◆ Istruzioni:
- A) Converti in un elenco JSON di stringhe le righe delle voci, partendo da quella che contiene "Show me the bounding box of the waterfall" e arrivando a quella che contiene "0;0;329;172", entrambe comprese. Ogni riga diventa una stringa e le righe vuote vanno omesse.
- B) Prosegui il testo sul costo dei restauri, riprendendo subito dopo la sua ultima frase.

◆ Testo:
Più cauto senza dubbio si è il metodo di accordarsi con l’artista per una determinata diaria, facendolo operare sotto gli occhi del proprietario; poiché se questi non intende l’arte quanto è di mestieri per gìudicarne, ad opportuno momento può con facilità valersi delle altrui consultazioni; ed oltre ciò è poi certo che l’operatore non ha interesse alcuno che lo stimoli a negligentare il lavoro; nè può trascurarlo per attendere ad altre commissioni fuorché nelle ore non obbligate al suo patto. È vero però che i ristauri eseguiti a queste condizioni costano qualche volta più che gli altri lasciati all’arbitrio del Professore, ma ciò di ordinario accade primieramente per la civile condiscendenza del Padrone, che ad oggetto di affezionarsi il buon umore dell’artista largheggia con liberalità nel di Lui trattanimento, e fa mostra di non badare alle sue frequenti dissipazioni domestiche. In secondo luogo poi le prime ore più preziose del mattino che il Professore impiegar dovrebbe sopra l’opera da ristaurarsi vengono impiegate da esso in moltissime materialità, come sono quelle di stemperarsi i colori, preparar la tavolozza, pulire i penneli, e gli altri utensili necessari al lavoro con assai altre occorrenze da rinnovarsi ogni giorno e da ripetersi anche nel corso della giornata; oltre a quelle di ammannire e distender colle, sgrossare stuccature, allestir fodere, e cento altri bassi bisogni che non solo rubano all’impiego nobile un quarta parte del tempo, ma talvolta stancano l’operatore e lo svogliano sino alla noia, e costano poi in proporzione di quanto importa la convenuta diaria. Per siffatte ragioni il prezzo dei ristauri eseguiti in casa del proprietario possono ammontare a dispendio maggiore degli altri affidati alla libera occupazione dell’artista; ma in compenso di ciò l’opera quasi sempre riesce più perfetta.

◆ Voci fornite:
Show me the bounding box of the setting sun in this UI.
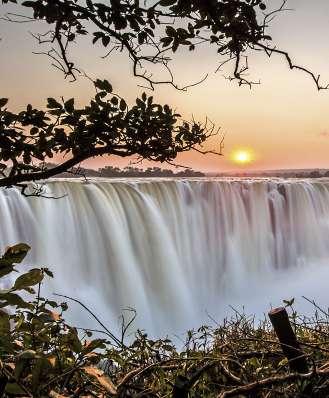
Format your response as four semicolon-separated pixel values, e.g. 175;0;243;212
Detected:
231;149;253;165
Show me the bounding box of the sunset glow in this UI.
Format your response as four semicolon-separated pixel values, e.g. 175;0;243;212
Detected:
231;149;253;165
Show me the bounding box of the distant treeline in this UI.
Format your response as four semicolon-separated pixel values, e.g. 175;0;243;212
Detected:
216;169;329;178
46;163;206;178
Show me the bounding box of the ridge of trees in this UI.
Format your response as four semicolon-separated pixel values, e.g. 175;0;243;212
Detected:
0;0;328;193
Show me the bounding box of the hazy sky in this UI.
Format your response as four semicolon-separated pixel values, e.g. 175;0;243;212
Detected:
0;0;329;171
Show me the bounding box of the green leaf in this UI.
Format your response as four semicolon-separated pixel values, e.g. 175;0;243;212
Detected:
0;311;10;336
120;99;127;112
13;268;43;290
0;98;8;108
0;293;33;309
0;243;31;269
5;383;26;397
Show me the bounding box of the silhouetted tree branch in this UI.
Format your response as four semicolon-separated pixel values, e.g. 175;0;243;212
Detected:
2;0;327;90
0;80;221;193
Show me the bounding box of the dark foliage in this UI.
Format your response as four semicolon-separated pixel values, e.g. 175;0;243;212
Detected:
0;244;329;398
0;80;216;193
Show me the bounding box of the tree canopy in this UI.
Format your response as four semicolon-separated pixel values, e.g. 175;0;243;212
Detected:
0;0;327;193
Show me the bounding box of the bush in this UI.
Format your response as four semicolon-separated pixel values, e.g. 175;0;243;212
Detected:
0;244;329;398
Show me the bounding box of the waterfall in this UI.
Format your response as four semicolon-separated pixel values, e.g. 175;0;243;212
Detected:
0;178;329;334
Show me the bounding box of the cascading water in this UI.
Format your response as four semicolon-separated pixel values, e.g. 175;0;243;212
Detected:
0;179;329;335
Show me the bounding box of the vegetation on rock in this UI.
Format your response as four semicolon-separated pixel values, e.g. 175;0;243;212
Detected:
0;244;329;398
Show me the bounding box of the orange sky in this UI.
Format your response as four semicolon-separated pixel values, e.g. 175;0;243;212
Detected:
0;0;329;172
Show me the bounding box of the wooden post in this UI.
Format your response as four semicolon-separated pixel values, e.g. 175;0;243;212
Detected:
172;375;189;398
268;307;309;373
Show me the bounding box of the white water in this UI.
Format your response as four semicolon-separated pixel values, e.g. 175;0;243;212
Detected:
0;179;329;335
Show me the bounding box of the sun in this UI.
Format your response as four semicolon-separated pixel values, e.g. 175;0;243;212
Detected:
231;149;254;165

◆ Soluzioni dell'esercizio:
- A)
[
  "Show me the bounding box of the waterfall in this UI.",
  "Format your response as four semicolon-separated pixel values, e.g. 175;0;243;212",
  "Detected:",
  "0;178;329;334",
  "Show me the bounding box of the cascading water in this UI.",
  "Format your response as four semicolon-separated pixel values, e.g. 175;0;243;212",
  "Detected:",
  "0;179;329;335",
  "Show me the bounding box of the vegetation on rock in this UI.",
  "Format your response as four semicolon-separated pixel values, e.g. 175;0;243;212",
  "Detected:",
  "0;244;329;398",
  "Show me the bounding box of the orange sky in this UI.",
  "Format your response as four semicolon-separated pixel values, e.g. 175;0;243;212",
  "Detected:",
  "0;0;329;172"
]

- B)
Da queste premesse ne scende la conseguenza che dunque per il più sicuro, e miglior pubblico servizio si deve addottare quest’ultimo metodo, chiamando i professori di ristauro ad operare con orario stabile, e con fissato stipendio, nel locale dell’Accademia destinato per questi lavori. Ivi si trovano i soggetti che con fondata intelligenza d’arte sorvegliar, e consigliare potrebbero gli operatori almeno nei frequenti casi di perplessità, ed atti sarebbero a ben giudicare se il ristauro nel suo andamento camminasse possibilmente a dovere rispetto all’anterior condizione di ogni dipinto: ivi pure trovar si dovrebbe tutto il material occorrente al mestiere, compresi colori, colle, liquori mordenti, vernici, ecc; tutto scelto e preparato all’ordine e direzione dell’artista ristautarore, ma con la rigorosa osservanza delle pratiche già indicate più sopra ed ivi finalmente vi dovrebbero essere le opportune figure dì servizio che risparmiar facessero al Professore tutte le ore pattuite per il costoso suo personale impiego.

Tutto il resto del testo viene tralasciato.